--- Start PROVIDED DATA ---

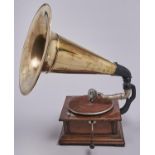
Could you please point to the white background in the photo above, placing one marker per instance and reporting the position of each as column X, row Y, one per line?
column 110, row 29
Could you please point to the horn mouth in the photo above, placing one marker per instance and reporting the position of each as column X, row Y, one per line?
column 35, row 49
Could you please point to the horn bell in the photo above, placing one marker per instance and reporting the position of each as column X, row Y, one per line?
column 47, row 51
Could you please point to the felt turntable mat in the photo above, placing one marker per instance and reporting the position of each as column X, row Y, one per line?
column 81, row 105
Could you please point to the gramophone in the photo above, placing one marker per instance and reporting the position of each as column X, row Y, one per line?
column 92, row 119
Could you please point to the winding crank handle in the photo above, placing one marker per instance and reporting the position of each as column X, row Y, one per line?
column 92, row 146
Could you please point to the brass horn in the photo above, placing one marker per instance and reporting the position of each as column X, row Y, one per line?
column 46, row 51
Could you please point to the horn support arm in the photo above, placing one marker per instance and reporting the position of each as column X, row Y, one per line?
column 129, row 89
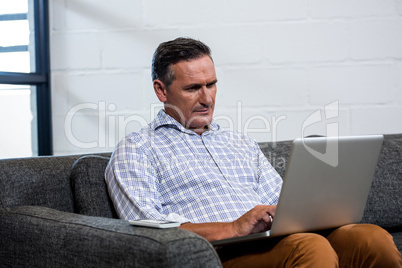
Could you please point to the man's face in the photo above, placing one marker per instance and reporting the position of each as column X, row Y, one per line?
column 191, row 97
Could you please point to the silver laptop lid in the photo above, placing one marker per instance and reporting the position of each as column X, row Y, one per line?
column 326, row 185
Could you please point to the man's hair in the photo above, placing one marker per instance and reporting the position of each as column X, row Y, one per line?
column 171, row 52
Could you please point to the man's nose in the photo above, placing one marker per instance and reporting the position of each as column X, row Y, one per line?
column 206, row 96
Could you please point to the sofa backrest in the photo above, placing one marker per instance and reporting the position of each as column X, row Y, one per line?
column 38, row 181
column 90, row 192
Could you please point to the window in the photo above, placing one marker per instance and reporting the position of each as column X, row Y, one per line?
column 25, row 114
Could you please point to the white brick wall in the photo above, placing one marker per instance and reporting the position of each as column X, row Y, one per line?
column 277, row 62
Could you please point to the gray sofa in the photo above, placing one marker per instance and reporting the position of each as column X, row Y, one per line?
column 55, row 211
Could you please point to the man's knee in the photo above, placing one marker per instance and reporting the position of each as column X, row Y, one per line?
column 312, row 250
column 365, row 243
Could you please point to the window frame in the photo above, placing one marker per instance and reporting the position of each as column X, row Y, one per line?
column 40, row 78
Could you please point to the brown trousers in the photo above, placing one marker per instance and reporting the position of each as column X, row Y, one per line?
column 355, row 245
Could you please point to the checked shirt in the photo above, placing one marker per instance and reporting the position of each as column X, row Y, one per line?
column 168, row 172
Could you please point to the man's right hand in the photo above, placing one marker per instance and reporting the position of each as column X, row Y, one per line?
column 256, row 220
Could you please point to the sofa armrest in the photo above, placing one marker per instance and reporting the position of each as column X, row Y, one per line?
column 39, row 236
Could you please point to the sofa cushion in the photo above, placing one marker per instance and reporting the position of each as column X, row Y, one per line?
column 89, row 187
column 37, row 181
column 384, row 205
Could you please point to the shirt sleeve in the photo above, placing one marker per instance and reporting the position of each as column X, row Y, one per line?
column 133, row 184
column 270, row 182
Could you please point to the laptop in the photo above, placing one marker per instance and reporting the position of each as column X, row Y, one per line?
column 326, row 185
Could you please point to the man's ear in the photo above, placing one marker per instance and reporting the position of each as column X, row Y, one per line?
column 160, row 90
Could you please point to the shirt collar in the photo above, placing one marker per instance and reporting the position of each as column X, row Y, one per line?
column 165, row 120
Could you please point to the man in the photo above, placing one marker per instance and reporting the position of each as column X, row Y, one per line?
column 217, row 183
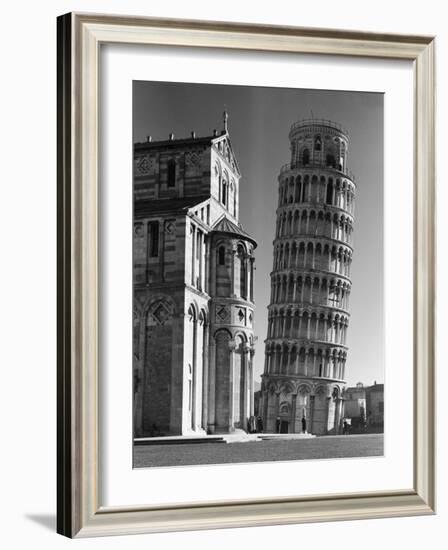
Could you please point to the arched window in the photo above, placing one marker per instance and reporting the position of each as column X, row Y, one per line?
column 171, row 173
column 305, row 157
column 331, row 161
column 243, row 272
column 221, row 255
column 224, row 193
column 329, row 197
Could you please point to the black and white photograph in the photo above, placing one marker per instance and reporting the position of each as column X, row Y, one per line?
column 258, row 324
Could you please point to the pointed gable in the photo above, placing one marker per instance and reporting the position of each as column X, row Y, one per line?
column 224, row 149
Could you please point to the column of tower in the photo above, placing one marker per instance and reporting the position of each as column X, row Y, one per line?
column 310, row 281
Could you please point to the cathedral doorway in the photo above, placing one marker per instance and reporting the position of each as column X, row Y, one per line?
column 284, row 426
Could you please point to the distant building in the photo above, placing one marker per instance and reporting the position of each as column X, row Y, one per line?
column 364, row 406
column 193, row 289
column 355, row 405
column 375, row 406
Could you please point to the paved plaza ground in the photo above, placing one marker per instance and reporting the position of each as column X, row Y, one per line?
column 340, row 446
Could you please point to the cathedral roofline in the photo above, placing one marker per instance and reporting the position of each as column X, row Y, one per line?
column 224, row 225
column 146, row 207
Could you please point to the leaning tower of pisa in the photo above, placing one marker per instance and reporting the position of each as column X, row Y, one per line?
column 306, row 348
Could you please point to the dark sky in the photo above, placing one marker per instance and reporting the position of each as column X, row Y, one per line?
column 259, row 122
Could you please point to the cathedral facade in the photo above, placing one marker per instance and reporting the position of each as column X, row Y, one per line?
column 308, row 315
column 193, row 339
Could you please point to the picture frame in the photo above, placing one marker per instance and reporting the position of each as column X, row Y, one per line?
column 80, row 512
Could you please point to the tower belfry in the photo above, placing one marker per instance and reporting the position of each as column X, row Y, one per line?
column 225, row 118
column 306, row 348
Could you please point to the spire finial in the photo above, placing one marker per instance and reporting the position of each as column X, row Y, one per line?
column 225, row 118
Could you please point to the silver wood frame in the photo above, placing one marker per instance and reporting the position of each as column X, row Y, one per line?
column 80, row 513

--- End PROVIDED DATA ---
--- Start PROVIDED DATA ---

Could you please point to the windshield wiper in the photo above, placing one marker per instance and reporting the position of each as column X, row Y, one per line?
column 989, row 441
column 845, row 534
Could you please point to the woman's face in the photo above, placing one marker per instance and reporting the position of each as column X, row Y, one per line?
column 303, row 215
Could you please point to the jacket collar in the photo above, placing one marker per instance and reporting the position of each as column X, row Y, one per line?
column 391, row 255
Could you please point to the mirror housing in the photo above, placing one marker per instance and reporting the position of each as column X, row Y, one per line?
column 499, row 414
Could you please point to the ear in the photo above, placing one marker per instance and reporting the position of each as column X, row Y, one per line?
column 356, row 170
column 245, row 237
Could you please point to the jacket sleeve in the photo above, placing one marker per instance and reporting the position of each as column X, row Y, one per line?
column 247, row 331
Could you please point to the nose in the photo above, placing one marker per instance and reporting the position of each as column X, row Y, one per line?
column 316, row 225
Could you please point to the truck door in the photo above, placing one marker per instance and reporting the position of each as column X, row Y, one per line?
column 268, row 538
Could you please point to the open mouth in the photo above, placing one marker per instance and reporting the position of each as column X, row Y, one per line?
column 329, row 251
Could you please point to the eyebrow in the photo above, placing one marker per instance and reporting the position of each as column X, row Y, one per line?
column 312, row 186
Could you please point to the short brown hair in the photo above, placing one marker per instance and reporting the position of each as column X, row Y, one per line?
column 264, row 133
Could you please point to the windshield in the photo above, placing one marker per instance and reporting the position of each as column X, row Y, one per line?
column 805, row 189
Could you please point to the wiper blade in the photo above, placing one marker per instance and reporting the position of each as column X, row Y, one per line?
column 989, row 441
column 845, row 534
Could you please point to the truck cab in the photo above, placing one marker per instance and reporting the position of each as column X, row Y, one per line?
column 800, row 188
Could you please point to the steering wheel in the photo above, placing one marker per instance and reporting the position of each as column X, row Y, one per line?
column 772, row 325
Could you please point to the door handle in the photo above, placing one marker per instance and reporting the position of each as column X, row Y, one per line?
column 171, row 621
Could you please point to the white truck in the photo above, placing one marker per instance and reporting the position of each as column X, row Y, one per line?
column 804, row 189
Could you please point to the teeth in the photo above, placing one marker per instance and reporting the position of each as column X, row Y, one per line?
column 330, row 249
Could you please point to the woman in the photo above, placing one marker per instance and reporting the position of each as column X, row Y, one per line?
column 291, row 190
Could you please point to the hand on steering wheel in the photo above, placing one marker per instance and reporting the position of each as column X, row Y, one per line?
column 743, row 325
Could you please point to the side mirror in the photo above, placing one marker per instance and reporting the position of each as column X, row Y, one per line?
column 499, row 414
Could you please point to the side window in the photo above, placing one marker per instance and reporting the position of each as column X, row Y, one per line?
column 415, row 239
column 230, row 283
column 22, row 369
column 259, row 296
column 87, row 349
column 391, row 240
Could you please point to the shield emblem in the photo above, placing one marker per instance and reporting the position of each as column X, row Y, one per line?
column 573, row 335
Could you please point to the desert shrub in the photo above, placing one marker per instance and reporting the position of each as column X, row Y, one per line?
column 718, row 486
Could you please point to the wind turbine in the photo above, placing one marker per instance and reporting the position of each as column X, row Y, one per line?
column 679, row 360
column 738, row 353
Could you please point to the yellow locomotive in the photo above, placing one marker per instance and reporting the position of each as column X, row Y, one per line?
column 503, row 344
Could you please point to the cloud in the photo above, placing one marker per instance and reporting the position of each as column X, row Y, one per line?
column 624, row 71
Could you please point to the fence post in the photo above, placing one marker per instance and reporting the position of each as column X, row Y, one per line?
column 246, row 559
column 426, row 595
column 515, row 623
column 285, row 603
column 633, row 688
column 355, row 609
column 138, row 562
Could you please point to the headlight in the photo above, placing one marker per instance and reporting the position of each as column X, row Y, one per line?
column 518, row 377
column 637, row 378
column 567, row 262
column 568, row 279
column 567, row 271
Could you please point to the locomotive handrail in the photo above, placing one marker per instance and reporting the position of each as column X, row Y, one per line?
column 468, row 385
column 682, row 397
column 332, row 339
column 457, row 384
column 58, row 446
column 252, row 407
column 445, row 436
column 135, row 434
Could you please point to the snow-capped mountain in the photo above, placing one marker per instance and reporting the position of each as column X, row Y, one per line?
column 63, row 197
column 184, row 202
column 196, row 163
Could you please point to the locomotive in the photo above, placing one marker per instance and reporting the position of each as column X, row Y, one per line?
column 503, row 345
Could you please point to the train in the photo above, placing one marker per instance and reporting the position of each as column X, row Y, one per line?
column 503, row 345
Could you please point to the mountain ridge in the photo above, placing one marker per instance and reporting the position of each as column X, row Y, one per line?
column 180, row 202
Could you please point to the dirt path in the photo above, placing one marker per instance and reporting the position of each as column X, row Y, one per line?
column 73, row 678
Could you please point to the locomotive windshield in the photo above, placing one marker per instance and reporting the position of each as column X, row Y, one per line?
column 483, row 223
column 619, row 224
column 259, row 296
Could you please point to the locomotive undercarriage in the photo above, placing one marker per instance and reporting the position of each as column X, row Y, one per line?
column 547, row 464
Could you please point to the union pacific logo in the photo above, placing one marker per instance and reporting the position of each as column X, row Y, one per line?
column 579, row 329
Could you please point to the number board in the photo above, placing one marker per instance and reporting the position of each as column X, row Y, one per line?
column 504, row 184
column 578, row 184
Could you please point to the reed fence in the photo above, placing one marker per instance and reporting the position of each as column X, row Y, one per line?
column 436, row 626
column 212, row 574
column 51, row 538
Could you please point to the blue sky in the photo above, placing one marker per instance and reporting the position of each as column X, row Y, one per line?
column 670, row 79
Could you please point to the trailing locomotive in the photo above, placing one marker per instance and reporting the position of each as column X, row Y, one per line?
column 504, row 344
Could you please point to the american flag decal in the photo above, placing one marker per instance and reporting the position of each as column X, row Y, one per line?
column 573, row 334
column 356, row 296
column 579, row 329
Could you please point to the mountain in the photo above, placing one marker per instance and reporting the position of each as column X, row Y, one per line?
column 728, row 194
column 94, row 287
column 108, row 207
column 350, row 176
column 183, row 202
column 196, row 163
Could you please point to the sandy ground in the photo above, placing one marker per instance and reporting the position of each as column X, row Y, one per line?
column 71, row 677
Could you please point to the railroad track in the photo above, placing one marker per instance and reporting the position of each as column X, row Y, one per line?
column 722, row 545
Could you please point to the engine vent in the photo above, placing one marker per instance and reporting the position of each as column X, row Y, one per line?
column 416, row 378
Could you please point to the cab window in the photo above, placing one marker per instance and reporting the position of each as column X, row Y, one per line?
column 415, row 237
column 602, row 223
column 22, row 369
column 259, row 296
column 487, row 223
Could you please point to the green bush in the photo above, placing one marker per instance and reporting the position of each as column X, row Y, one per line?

--- End PROVIDED DATA ---

* [EXERCISE DESCRIPTION]: Put the lines starting with the line that contains "Could you please point to the sofa cushion" and going on through the line that contains "column 217, row 183" into a Markdown table with two columns, Number and Line, numbering them in order and leaving out any blank lines.

* [RESULT BELOW]:
| Number | Line |
|---|---|
| 1 | Could you please point to the sofa cushion in the photo above, placing one marker per instance and reporting the position of each as column X, row Y, one per line? |
| 2 | column 89, row 187 |
| 3 | column 37, row 181 |
| 4 | column 384, row 205 |
| 5 | Could you please point to the shirt sleeve in the photo above, placing one marker per instance and reporting the position of each as column X, row Y, one per line? |
| 6 | column 133, row 184 |
| 7 | column 270, row 182 |
| 8 | Could you please point to the laptop in the photo above, placing one marker per instance and reporting the position of each as column X, row Y, one per line? |
| 9 | column 326, row 185 |
| 10 | Could you please point to the man's ear in the photo above, placing one marker per instance and reporting the position of each as column X, row Y, one per line? |
| 11 | column 160, row 90 |
| 12 | Could you please point to the shirt collar in the photo above, placing one marker per instance and reporting the position of each as column X, row Y, one per line? |
| 13 | column 165, row 120 |
| 14 | Could you please point to the man in the photo above, placing one marker per instance and reporting the position of each as column X, row Y, one per line? |
| 15 | column 217, row 183 |